*Selected passage*
I've always had older friends, 'cause somehow I just didn't fit in too well with people my own age. It's not that I look at peoples age and sort them off, I have friends that are younger than me as well. It's a character thing, and I just got tired of feeling like I was speaking to the wall whenever I had one of the classmates over. I thought it would gradually go away as I and everyone got older, but actually it's only gotten worse. As you grow up you realise that many adults act more childish than most kids do, and that really is a f**king drag. However, I've learned to not really pay attention. The one thing I do know is maturity doesn't necessarily come with age.

*Data supplied*
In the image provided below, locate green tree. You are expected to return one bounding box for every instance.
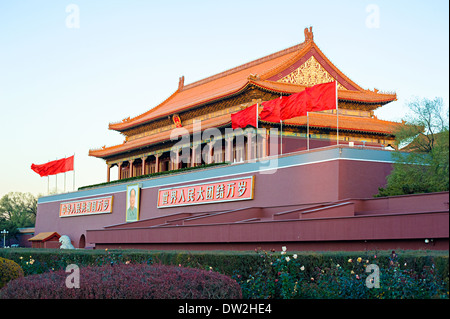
[377,98,449,197]
[0,192,37,245]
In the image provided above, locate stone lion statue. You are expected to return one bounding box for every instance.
[59,235,75,249]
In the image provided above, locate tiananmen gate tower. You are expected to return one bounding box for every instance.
[35,28,449,251]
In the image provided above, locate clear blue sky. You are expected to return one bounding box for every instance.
[0,0,449,196]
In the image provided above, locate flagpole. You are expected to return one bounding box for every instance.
[64,155,67,193]
[72,153,75,191]
[306,112,309,151]
[336,81,339,145]
[280,120,283,155]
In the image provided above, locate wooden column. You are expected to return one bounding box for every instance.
[106,164,112,183]
[117,162,122,180]
[155,154,161,173]
[128,160,134,177]
[141,156,146,175]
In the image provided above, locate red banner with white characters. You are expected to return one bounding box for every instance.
[158,176,255,208]
[59,196,113,217]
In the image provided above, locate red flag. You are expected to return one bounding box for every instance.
[231,104,258,129]
[280,82,337,120]
[259,96,288,123]
[31,155,74,177]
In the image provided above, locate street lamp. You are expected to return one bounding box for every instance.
[0,229,9,248]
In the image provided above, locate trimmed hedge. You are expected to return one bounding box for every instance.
[0,264,242,299]
[0,257,24,289]
[0,248,449,298]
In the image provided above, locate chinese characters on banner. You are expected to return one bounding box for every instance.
[59,196,113,217]
[158,176,254,208]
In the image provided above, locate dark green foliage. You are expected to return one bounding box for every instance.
[0,257,23,289]
[0,248,449,299]
[0,263,242,299]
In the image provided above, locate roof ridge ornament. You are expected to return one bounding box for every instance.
[305,27,314,42]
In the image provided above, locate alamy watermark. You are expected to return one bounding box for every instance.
[170,120,280,174]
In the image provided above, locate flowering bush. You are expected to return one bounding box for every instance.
[233,247,448,299]
[0,257,23,289]
[0,263,242,299]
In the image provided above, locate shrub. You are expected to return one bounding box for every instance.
[233,247,448,299]
[0,264,242,299]
[0,257,23,289]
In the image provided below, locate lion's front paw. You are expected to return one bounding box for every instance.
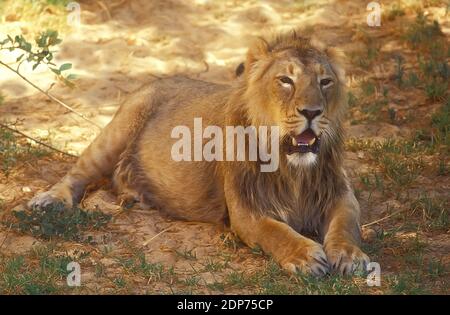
[279,239,329,276]
[325,242,370,275]
[28,189,73,209]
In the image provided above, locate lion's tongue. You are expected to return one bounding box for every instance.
[295,128,316,145]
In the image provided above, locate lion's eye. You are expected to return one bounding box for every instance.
[279,76,294,85]
[320,79,333,87]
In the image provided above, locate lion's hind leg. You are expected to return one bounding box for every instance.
[28,86,155,208]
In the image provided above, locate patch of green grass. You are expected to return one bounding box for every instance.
[4,203,112,241]
[113,276,127,289]
[381,156,424,186]
[388,271,430,295]
[386,3,405,21]
[203,259,228,272]
[405,11,443,48]
[225,260,362,295]
[431,98,450,150]
[0,247,81,294]
[175,248,197,260]
[361,81,375,96]
[117,250,174,281]
[411,195,450,231]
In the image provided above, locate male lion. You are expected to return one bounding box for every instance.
[29,32,369,275]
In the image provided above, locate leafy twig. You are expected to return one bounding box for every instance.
[0,30,101,129]
[0,61,102,129]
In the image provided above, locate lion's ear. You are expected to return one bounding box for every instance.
[245,37,269,69]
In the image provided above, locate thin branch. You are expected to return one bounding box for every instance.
[0,123,78,158]
[0,61,102,129]
[362,209,407,228]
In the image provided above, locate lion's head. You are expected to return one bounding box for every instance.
[240,32,346,166]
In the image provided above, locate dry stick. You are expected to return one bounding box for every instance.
[0,61,102,129]
[0,123,78,158]
[362,209,406,228]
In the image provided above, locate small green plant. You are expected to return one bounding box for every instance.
[175,248,197,260]
[395,55,405,87]
[0,30,75,86]
[405,11,443,48]
[411,195,450,230]
[4,203,112,241]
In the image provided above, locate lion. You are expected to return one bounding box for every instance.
[28,32,369,276]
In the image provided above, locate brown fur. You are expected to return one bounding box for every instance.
[30,33,368,275]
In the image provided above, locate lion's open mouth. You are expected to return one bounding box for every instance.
[288,128,320,154]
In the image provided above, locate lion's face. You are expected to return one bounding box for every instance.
[246,34,345,166]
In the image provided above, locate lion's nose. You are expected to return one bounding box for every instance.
[298,109,322,120]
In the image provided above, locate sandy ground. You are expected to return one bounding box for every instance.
[0,0,450,291]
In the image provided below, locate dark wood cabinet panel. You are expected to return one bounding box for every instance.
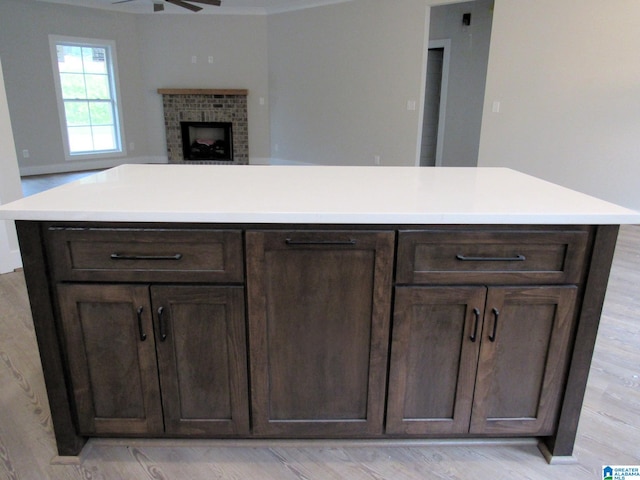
[470,286,577,435]
[17,221,617,455]
[246,231,395,436]
[386,287,486,435]
[46,225,244,283]
[396,229,589,285]
[151,286,249,436]
[58,285,163,434]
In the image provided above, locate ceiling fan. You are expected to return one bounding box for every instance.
[113,0,222,12]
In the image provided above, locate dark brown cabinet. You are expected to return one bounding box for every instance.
[387,286,577,436]
[246,231,395,437]
[58,284,163,435]
[17,221,617,455]
[58,284,249,436]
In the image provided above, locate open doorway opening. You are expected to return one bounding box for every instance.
[420,40,451,167]
[419,0,494,167]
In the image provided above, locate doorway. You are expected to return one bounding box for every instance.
[420,40,451,167]
[416,0,494,167]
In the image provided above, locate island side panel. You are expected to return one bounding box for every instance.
[544,225,620,457]
[16,221,86,456]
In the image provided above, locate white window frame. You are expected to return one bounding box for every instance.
[49,35,127,161]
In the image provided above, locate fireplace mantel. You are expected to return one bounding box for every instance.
[158,88,249,96]
[158,88,249,165]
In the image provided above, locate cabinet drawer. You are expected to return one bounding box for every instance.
[396,230,588,284]
[46,226,244,282]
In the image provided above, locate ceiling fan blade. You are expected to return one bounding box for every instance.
[166,0,202,12]
[189,0,222,7]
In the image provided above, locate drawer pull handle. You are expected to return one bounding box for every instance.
[469,308,480,342]
[136,307,147,342]
[489,308,500,342]
[284,238,357,246]
[456,253,527,262]
[111,253,182,260]
[158,307,167,342]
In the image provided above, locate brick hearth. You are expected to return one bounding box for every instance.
[158,88,249,165]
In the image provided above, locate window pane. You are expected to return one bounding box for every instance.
[89,102,113,125]
[82,47,107,74]
[56,45,82,73]
[64,102,91,127]
[93,127,116,150]
[67,127,93,153]
[55,39,121,156]
[60,73,87,99]
[84,75,111,100]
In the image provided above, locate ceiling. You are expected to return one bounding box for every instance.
[37,0,351,15]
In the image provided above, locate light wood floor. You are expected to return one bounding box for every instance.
[0,226,640,480]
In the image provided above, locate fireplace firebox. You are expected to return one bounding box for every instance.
[180,122,233,162]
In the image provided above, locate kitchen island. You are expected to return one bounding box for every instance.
[0,165,640,459]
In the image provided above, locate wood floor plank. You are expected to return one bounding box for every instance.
[0,226,640,480]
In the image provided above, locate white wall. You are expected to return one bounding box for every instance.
[479,0,640,209]
[268,0,427,165]
[0,56,22,273]
[0,0,150,175]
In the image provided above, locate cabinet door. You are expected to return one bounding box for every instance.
[246,231,394,437]
[386,287,486,435]
[151,286,249,435]
[58,285,163,434]
[470,286,577,435]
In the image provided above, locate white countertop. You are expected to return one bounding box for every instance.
[0,165,640,225]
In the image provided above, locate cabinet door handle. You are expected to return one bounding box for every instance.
[456,253,527,262]
[158,307,167,342]
[136,307,147,342]
[111,253,182,260]
[284,238,357,246]
[489,308,500,342]
[469,308,480,342]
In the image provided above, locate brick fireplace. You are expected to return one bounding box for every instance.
[158,88,249,165]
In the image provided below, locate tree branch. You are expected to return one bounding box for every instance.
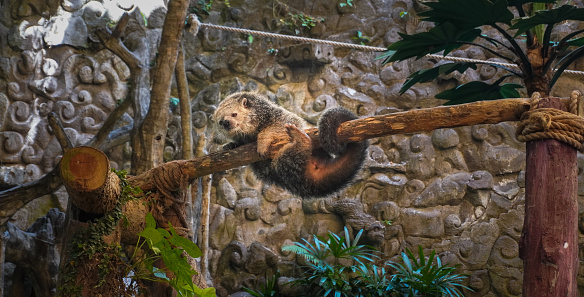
[129,99,544,191]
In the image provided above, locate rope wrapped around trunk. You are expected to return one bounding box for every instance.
[517,91,584,152]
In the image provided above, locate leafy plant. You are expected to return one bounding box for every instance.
[138,213,215,297]
[243,271,280,297]
[282,227,377,297]
[387,246,471,297]
[379,0,584,104]
[339,0,353,7]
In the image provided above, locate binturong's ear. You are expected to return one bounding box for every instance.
[241,97,251,108]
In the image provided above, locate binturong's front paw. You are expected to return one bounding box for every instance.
[223,142,241,151]
[285,124,311,144]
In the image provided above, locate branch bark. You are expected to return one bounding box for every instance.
[129,99,540,191]
[132,0,189,174]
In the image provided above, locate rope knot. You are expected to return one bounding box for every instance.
[517,96,584,152]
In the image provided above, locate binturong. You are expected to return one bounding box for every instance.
[213,92,369,198]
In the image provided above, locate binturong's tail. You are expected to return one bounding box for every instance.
[291,107,369,198]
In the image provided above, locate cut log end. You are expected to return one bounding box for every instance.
[61,147,110,192]
[61,147,121,214]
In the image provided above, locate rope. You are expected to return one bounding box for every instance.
[187,15,584,76]
[517,91,584,152]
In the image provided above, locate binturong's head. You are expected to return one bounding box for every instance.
[213,92,263,139]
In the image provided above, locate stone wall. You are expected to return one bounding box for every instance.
[0,0,584,296]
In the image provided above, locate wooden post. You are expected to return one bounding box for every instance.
[520,98,578,297]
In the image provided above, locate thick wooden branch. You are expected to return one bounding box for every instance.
[130,99,540,191]
[174,45,193,159]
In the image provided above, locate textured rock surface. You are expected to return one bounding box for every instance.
[0,0,584,296]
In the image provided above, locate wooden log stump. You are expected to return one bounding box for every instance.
[61,147,121,214]
[520,98,578,297]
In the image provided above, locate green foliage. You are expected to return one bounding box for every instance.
[282,227,377,297]
[379,0,584,104]
[189,0,213,16]
[138,213,215,297]
[282,228,470,297]
[418,0,513,30]
[59,169,142,296]
[243,271,280,297]
[509,5,584,37]
[436,76,523,105]
[339,0,353,7]
[387,246,471,297]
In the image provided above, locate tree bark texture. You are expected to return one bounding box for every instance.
[129,99,544,191]
[132,0,189,174]
[520,98,578,297]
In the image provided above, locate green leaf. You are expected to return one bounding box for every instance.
[168,235,203,258]
[507,0,556,6]
[380,23,481,64]
[399,63,477,94]
[146,213,156,228]
[138,227,164,246]
[418,0,513,30]
[152,267,169,280]
[509,5,584,37]
[549,46,584,88]
[436,80,523,105]
[566,37,584,46]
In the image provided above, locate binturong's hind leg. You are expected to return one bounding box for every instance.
[272,124,312,194]
[285,124,312,152]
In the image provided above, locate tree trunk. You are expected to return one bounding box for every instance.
[132,0,189,174]
[520,98,578,297]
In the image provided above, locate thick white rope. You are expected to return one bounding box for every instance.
[188,15,584,76]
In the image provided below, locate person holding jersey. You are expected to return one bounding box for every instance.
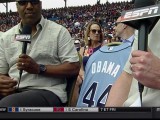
[77,17,135,107]
[72,21,103,106]
[106,0,160,107]
[0,0,80,107]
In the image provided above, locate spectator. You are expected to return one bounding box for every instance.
[0,0,79,107]
[77,17,134,107]
[106,0,160,107]
[70,21,103,106]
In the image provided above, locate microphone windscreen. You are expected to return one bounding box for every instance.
[134,0,156,8]
[22,25,32,34]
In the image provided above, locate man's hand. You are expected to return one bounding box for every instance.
[17,54,39,74]
[0,75,17,96]
[130,50,160,89]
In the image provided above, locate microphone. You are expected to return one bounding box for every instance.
[15,25,32,87]
[122,0,160,106]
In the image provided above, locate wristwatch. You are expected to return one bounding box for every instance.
[39,64,47,74]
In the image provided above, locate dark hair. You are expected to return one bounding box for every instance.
[84,21,103,46]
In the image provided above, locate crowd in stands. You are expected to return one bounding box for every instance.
[0,2,133,39]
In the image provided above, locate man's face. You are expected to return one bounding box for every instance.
[16,0,42,25]
[113,18,125,37]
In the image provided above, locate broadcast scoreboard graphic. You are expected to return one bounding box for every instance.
[0,107,160,113]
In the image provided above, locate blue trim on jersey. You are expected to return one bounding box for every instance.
[77,43,131,107]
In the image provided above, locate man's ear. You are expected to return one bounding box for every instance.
[16,2,18,9]
[124,24,128,29]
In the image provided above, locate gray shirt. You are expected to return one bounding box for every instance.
[0,17,79,102]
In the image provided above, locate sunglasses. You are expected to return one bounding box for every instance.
[17,0,40,6]
[91,29,101,34]
[114,22,121,26]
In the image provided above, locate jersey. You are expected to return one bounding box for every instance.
[77,43,132,107]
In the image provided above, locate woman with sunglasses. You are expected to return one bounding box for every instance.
[0,0,80,107]
[72,21,103,106]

*Requirement*
In the passage about having older friends, what does the writer say doesn't necessarily come with age?

*Complete output*
Maturity.